Objective: Edit the records below by changing every "Tag" to "Mark", keeping all other text the same.

Given information:
━━━━━━
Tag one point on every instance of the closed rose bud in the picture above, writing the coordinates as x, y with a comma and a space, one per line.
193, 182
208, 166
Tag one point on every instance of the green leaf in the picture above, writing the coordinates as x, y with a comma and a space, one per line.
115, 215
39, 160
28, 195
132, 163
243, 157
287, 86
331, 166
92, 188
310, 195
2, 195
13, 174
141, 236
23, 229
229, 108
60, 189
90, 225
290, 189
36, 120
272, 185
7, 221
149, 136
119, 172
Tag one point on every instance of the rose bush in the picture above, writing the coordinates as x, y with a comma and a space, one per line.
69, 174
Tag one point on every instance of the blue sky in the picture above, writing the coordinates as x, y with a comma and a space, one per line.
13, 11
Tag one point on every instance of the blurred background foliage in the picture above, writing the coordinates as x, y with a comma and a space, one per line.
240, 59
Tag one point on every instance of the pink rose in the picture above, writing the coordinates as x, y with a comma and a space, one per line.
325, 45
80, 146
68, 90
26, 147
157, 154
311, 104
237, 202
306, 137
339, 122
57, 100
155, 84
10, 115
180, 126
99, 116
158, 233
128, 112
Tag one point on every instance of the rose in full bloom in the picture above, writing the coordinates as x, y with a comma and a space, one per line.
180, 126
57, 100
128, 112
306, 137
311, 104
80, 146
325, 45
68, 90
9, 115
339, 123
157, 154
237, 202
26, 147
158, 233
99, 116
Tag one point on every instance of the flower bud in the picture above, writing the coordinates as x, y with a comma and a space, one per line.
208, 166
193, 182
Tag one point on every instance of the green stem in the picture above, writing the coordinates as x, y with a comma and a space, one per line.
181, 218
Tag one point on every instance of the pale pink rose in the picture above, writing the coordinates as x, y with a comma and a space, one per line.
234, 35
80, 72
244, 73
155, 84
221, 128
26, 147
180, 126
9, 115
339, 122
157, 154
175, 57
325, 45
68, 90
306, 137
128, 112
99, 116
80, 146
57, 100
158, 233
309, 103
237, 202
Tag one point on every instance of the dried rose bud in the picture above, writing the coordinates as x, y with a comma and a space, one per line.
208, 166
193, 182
━━━━━━
Full output:
Mark one point on every instance of the closed rose bud in the picture above, writing the coordinates as x, y with a comma and a space, one per line.
193, 182
208, 166
Mark one point on every instance of the green leaf in the picture above, writing the coordinates as x, y with a comma and a space, one per line.
115, 215
39, 160
28, 195
132, 163
243, 157
287, 86
331, 166
92, 188
310, 195
2, 195
13, 174
141, 236
23, 229
229, 108
60, 189
90, 225
290, 189
36, 120
272, 185
7, 221
149, 136
119, 172
Mark one point on every instance of the rose bush in the picture above, writing the coordinates as x, y with a comma and a space, one per line.
69, 174
Mark one point on every instance of the blue sky in the picture above, writing the coordinates as x, y with a comma and a space, one per line.
13, 11
Mark one point on every instance of the blurred background foliage in the picture above, writing the coordinates as x, y with a comma and a space, one per line.
240, 59
Mark one point on every instance of the pink rose in the picture above, writing the coordinates as x, y with a comma and a space, one per line.
325, 45
80, 146
68, 90
26, 147
157, 154
311, 104
237, 202
306, 137
339, 122
57, 100
155, 84
10, 115
180, 126
99, 116
158, 233
128, 112
Mark one point on every instance of the rose in full bloom in the picture above, writing the coordinates as x, y with a comma and a space, one per line.
180, 126
57, 100
128, 112
306, 137
311, 104
80, 146
325, 45
68, 90
9, 115
339, 123
157, 154
237, 202
26, 147
158, 233
99, 116
Mark one point on every instance of the flower bud in the picture above, writing the coordinates as x, y with a comma and a space, one per line.
208, 166
193, 182
Mark one point on every instance of the green stem in the picture above, writing the coordinates as x, y with a comma and a space, one per line.
181, 218
Mark one point on every instance of the pale pink rose in the picture above, writing the coordinates as x, y with a comma and a space, one per line.
234, 35
80, 72
244, 73
155, 84
221, 128
26, 147
180, 126
9, 115
339, 122
157, 154
175, 57
325, 45
68, 90
306, 137
128, 112
99, 116
80, 146
57, 100
158, 233
309, 103
237, 202
Mark one point on every instance of the dried rose bud in the picture above, writing the coordinates as x, y with a comma and a space, one per line.
208, 166
193, 182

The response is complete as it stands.